§ Exercise goal:
Reproduce every line of the data below word for word, but leave out the pictures.

§ Extracted material:
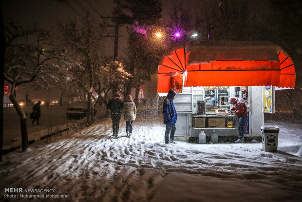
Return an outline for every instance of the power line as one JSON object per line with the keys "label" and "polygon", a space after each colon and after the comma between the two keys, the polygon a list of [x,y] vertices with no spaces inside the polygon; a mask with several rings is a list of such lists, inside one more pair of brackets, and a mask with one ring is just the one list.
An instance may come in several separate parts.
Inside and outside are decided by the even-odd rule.
{"label": "power line", "polygon": [[107,12],[106,11],[106,10],[105,10],[105,9],[104,9],[104,8],[103,8],[103,7],[102,7],[102,6],[101,5],[101,4],[100,4],[98,3],[98,2],[97,2],[97,1],[96,0],[94,0],[94,1],[95,1],[95,2],[96,2],[96,3],[97,3],[97,4],[98,4],[98,5],[99,5],[99,6],[101,7],[101,8],[102,9],[103,9],[103,10],[104,11],[105,11],[105,12],[106,13],[107,13],[107,15],[108,15],[108,16],[109,16],[109,14],[108,13],[107,13]]}
{"label": "power line", "polygon": [[85,0],[88,4],[89,4],[89,5],[90,6],[91,6],[91,7],[98,14],[100,15],[100,16],[102,16],[102,14],[97,10],[95,9],[95,8],[94,8],[94,6],[93,6],[92,5],[91,5],[91,3],[90,3],[87,0]]}
{"label": "power line", "polygon": [[68,3],[67,3],[67,1],[65,1],[65,3],[66,3],[66,4],[67,4],[67,5],[68,6],[68,7],[69,7],[69,8],[71,8],[71,9],[73,11],[74,11],[74,12],[75,13],[76,13],[76,14],[77,14],[77,15],[78,15],[80,17],[82,18],[82,16],[81,16],[80,14],[79,14],[79,13],[78,13],[78,12],[77,12],[76,11],[76,10],[74,9],[74,8],[73,8],[72,7],[71,7],[71,6],[70,6],[70,5],[69,5]]}
{"label": "power line", "polygon": [[101,22],[100,21],[99,21],[98,22],[96,21],[96,20],[97,20],[96,19],[95,19],[95,17],[94,17],[93,15],[92,15],[90,12],[89,12],[89,11],[88,11],[83,5],[82,5],[82,4],[81,3],[80,3],[79,2],[78,2],[77,0],[74,0],[74,1],[76,2],[76,3],[78,5],[79,5],[80,6],[80,7],[82,9],[82,10],[84,10],[84,12],[87,12],[87,13],[88,13],[92,17],[92,20],[96,23],[101,23]]}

§ Reply to the task:
Return an outline for every instance of the power line as one JSON object per line with the keys "label" and "polygon", a space after each colon and after the comma between the two keys, the polygon a list of [x,y] vertices with no spaces inside the polygon; a mask with several rings is a list of such lists, inside one more pair of brackets, and a mask with one ring is just the one list.
An instance may come in several separate parts.
Inside and outside are decided by the even-odd rule.
{"label": "power line", "polygon": [[107,12],[106,11],[106,10],[105,10],[105,9],[104,9],[104,8],[103,8],[103,7],[102,7],[102,6],[101,5],[101,4],[100,4],[98,3],[98,2],[97,2],[97,1],[96,0],[94,0],[94,1],[95,1],[95,2],[96,2],[96,3],[97,3],[97,4],[98,4],[98,5],[99,5],[99,6],[101,7],[101,8],[102,9],[103,9],[103,10],[104,11],[105,11],[105,12],[106,13],[107,13],[107,15],[108,15],[108,16],[109,16],[109,14],[108,13],[107,13]]}
{"label": "power line", "polygon": [[85,0],[88,4],[89,4],[89,5],[90,6],[91,6],[91,7],[98,14],[100,15],[100,16],[102,16],[102,14],[97,10],[95,9],[95,8],[94,8],[94,6],[93,6],[92,5],[91,5],[91,3],[90,3],[87,0]]}
{"label": "power line", "polygon": [[68,3],[67,3],[67,1],[65,1],[65,3],[66,3],[66,4],[67,4],[67,5],[68,6],[68,7],[69,7],[69,8],[71,8],[71,9],[73,11],[74,11],[74,12],[75,13],[76,13],[76,14],[77,14],[77,15],[78,15],[80,17],[82,18],[82,16],[81,16],[80,14],[79,14],[79,13],[78,13],[78,12],[77,12],[76,11],[76,10],[74,9],[74,8],[73,8],[72,7],[71,7],[71,6],[70,6],[70,5],[69,5]]}
{"label": "power line", "polygon": [[101,22],[100,21],[99,21],[98,22],[96,21],[96,20],[97,20],[96,19],[95,19],[95,17],[94,17],[93,15],[92,15],[90,12],[89,12],[89,11],[88,11],[83,5],[82,5],[82,4],[81,3],[80,3],[79,2],[78,2],[77,0],[74,0],[74,1],[76,2],[76,3],[78,5],[79,5],[80,6],[80,7],[82,9],[82,10],[84,10],[84,12],[87,12],[87,13],[88,13],[92,17],[92,20],[96,23],[101,23]]}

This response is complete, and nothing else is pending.